Alıntı Metin:
━━━━
Kitap Tanıtımı |
İnsanoğlunu bütün mahlûkat içinde zirve teşkil edecek bir sûrette ahsen-i takvîm üzere yaratan, ona rûhundan üfleyerek ulvîliklere yükselme istîdâdı bahşeden, gönderdiği hidâyet rehberi kitap ve peygamberlerle bizleri hakka ve hayra istikâmetlendiren; peygamber vârisi âlim ve âriflerle de mânevî irşad silsilesinin kesintisiz devâmını lûtfeden Allah Teâlâya sonsuz hamd ü senâlar olsun!
Kâinâtın Fahr-i Ebedîsi, enbiyânın serveri, âlemlere rahmet, emsalsiz örnek şahsiyet, bu cihanda en büyük rehberimiz, kıyâmet gününde ise şefâat melceimiz, Sevgili Peygamberimiz Hazret-i Muhammed Mustafâya, Onun pâk ehl-i beytine, ashâbına ve etbâına sonsuz salât ü selâmlar olsun!
Yüce Zâtını en çok Rahmân ve Rahîm isimleriyle bizlere tanıtan Rabbimiz, nihâyetsiz merhametinin bir eseri olarak, biz kullarıyla dost olmayı istiyor ve bizleri Dârus-Selâma / saâdet ve selâmet yurdu olan Cennete dâvet ediyor. Bu dâvetin icâbet şartı ise, Hakka dostluk ufkunda, takvâ üzere bir kulluk hayatı yaşayabilmek...
Allâhın Habîbi r Efendimizin mübârek dilinde; Refîk-ı Alâ / En Yüce Dost diye ifâdesini bulan Hakka vuslat iştiyâkı, Allah ve Peygamber âşığı müminlerin de en büyük arzusu olagelmiştir.
Bu cihanda, kimin daha güzel ameller işleyeceğinin imtihanını vermek üzere bulunuyoruz. Bu zâhirî gurbet âleminde, gerçek bir dostluğun gerektirdiği gibi Rabbimizle kalben ve rûhen beraber olabilmek, Onu hiçbir zaman hatırımızdan çıkarmamak ve dâimâ Onun rızâsını aramak, en büyük kulluk edebimizdir. Öyle ki, ebedî âlemde Hakkın cemâline vuslatımız da, Hakka dostluğumuzun seviyesi nisbetinde gerçekleşecektir.
━━━━
Görev Tanımı 1: Kitap tanıtımına göre Rabbimiz kullarını hangi yurda davet ediyor?
Bu kayıtların kitap tanıtımıyla hiçbir ilgisi yoktur.

[Nokta işaretleme verilerinden alıntılar]
━━━━
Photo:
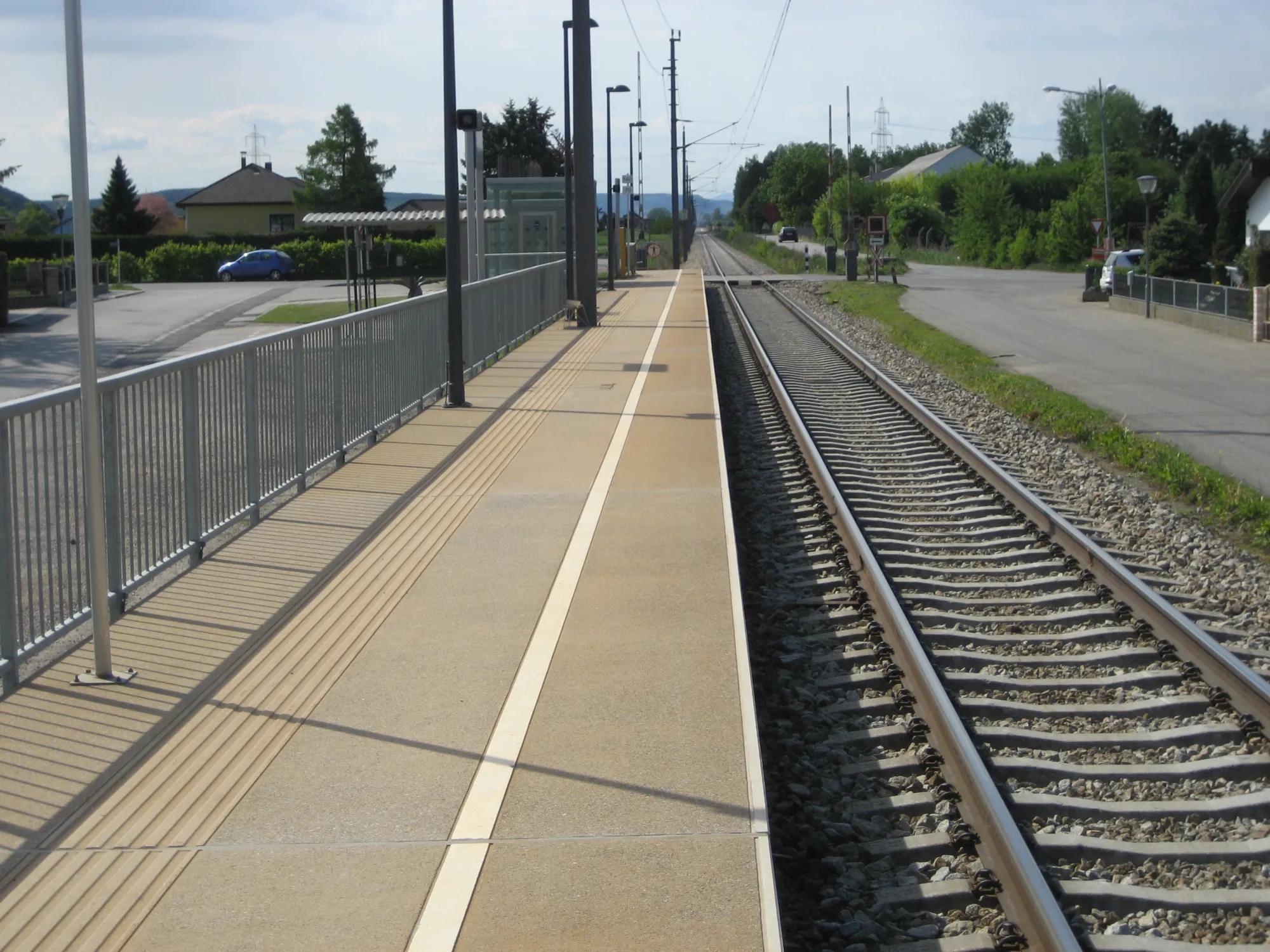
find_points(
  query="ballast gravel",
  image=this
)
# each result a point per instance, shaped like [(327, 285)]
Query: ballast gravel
[(1222, 578)]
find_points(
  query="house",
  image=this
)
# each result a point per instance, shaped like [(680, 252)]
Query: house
[(251, 201), (932, 164), (1252, 188)]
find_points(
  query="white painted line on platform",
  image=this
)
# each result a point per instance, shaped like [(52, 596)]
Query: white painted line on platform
[(769, 913), (446, 908)]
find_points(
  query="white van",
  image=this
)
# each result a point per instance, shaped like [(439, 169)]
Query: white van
[(1120, 260)]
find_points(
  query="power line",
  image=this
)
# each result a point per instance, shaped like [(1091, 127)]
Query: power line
[(761, 84), (666, 101)]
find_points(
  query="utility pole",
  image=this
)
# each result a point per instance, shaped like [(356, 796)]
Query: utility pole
[(675, 161), (454, 262), (585, 164)]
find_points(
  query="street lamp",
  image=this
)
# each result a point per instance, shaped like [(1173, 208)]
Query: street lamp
[(1147, 185), (60, 204), (631, 199), (609, 178), (1103, 124), (571, 285)]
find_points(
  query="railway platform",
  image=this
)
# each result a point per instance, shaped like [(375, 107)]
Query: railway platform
[(486, 687)]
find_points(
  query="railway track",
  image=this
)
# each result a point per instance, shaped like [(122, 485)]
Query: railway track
[(981, 731)]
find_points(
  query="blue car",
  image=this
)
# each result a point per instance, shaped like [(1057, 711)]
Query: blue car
[(270, 263)]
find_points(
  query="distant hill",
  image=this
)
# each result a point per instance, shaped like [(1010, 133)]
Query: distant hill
[(662, 200)]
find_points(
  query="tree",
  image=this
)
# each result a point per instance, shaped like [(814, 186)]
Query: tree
[(8, 172), (524, 134), (799, 178), (119, 213), (1080, 133), (1200, 200), (342, 175), (987, 131), (34, 221), (1160, 136), (1179, 248), (1227, 144)]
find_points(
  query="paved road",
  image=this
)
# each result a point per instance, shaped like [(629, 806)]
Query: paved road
[(1203, 393), (40, 351)]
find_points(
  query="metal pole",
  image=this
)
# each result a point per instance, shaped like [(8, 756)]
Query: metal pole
[(454, 263), (585, 166), (675, 164), (91, 408), (609, 181), (1107, 173), (471, 147), (631, 200), (1146, 253), (570, 289)]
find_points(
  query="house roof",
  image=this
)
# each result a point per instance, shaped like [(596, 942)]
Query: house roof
[(939, 163), (247, 186), (1250, 178)]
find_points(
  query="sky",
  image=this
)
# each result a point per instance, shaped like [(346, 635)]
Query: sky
[(176, 86)]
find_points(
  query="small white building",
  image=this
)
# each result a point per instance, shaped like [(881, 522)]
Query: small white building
[(1253, 183), (930, 164)]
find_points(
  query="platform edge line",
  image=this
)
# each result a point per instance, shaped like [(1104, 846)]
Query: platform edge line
[(769, 911), (455, 884)]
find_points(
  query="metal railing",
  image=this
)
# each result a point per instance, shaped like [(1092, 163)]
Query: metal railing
[(1187, 295), (200, 444), (509, 262)]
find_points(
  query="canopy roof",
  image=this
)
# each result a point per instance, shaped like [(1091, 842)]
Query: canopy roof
[(392, 220)]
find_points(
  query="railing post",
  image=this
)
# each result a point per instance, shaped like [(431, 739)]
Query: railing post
[(190, 453), (337, 356), (252, 412), (8, 567), (1259, 313), (114, 501), (298, 402)]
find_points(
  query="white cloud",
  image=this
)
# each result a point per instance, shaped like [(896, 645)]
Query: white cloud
[(176, 87)]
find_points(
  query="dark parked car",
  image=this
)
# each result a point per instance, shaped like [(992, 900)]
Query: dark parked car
[(270, 263)]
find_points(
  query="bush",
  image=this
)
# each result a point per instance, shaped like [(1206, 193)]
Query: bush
[(1179, 249), (910, 215), (173, 262), (1023, 249)]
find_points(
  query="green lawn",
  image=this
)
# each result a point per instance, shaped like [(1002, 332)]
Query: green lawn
[(311, 313), (1225, 505)]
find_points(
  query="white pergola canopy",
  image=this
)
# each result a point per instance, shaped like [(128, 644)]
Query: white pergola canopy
[(391, 220)]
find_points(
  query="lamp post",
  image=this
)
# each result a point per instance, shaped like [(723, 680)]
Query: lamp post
[(609, 178), (571, 284), (60, 204), (1147, 185), (1103, 124), (631, 199)]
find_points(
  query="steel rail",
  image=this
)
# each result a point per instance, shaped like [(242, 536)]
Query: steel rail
[(1249, 694), (1027, 897)]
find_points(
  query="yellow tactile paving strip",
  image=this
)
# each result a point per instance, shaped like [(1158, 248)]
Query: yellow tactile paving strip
[(109, 864)]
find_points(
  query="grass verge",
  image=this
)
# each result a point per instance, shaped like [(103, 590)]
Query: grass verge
[(311, 313), (1224, 502)]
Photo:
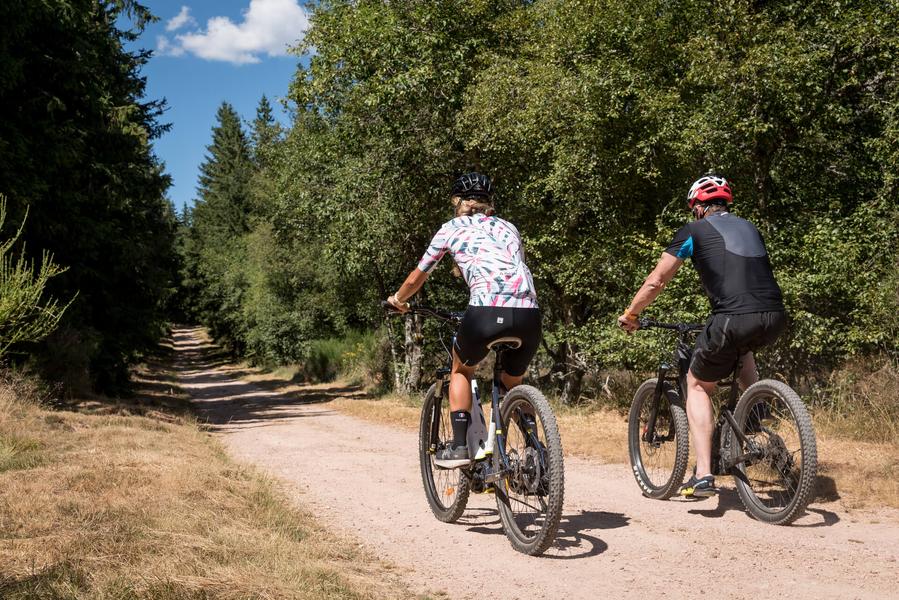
━━━━
Görev Tanımı 2: Kayıtların ilk satırından başlayıp "[(662, 200)]" geçen satırda biten kısmı, iki uç da dahil olmak üzere, yeniden yaz ve "white van" yerine "gray van" koy; geri kalan her şey aynen kalsın. Cevaba resimleri koyma.

Görev Yanıtı 1: Saâdet ve selâmet yurdu olan Cennete, yani Dârus-Selâma.

Görev Yanıtı 2:
Photo:
find_points(
  query="ballast gravel",
  image=this
)
# each result a point per instance, shaped like [(327, 285)]
Query: ballast gravel
[(1222, 578)]
find_points(
  query="house",
  image=this
)
# each result a point per instance, shaped like [(680, 252)]
Query: house
[(251, 201), (932, 164), (1252, 188)]
find_points(
  query="white painted line on platform",
  image=this
)
# each result a point per instance, shaped like [(52, 596)]
Query: white painted line on platform
[(769, 913), (446, 908)]
find_points(
  query="gray van",
  image=this
)
# each result a point per instance, shaped like [(439, 169)]
Query: gray van
[(1120, 260)]
find_points(
  query="power line",
  image=this
)
# each result a point per instance, shaped like [(1091, 127)]
Query: power line
[(761, 84), (666, 101)]
find_points(
  query="utility pole",
  image=this
)
# each result a point per instance, shaped like [(356, 796)]
Query: utility pole
[(675, 161), (454, 262), (585, 164)]
find_points(
  query="street lamp",
  image=this
)
# each result a point per instance, shaped like [(1173, 208)]
Query: street lamp
[(1147, 185), (60, 204), (631, 199), (609, 178), (1103, 124), (571, 285)]
find_points(
  query="railway platform",
  image=this
)
# each result a point per instance, shaped like [(375, 107)]
Query: railway platform
[(486, 687)]
find_points(
  query="railway track",
  image=this
)
# each result a point per instance, shaped like [(122, 485)]
Query: railway track
[(981, 731)]
find_points(
  query="blue car",
  image=this
)
# each result a point per instance, shaped like [(1057, 711)]
Query: blue car
[(270, 263)]
find_points(
  query="distant hill",
  image=this
)
# each result a point per instance, shaped like [(1010, 133)]
Query: distant hill
[(662, 200)]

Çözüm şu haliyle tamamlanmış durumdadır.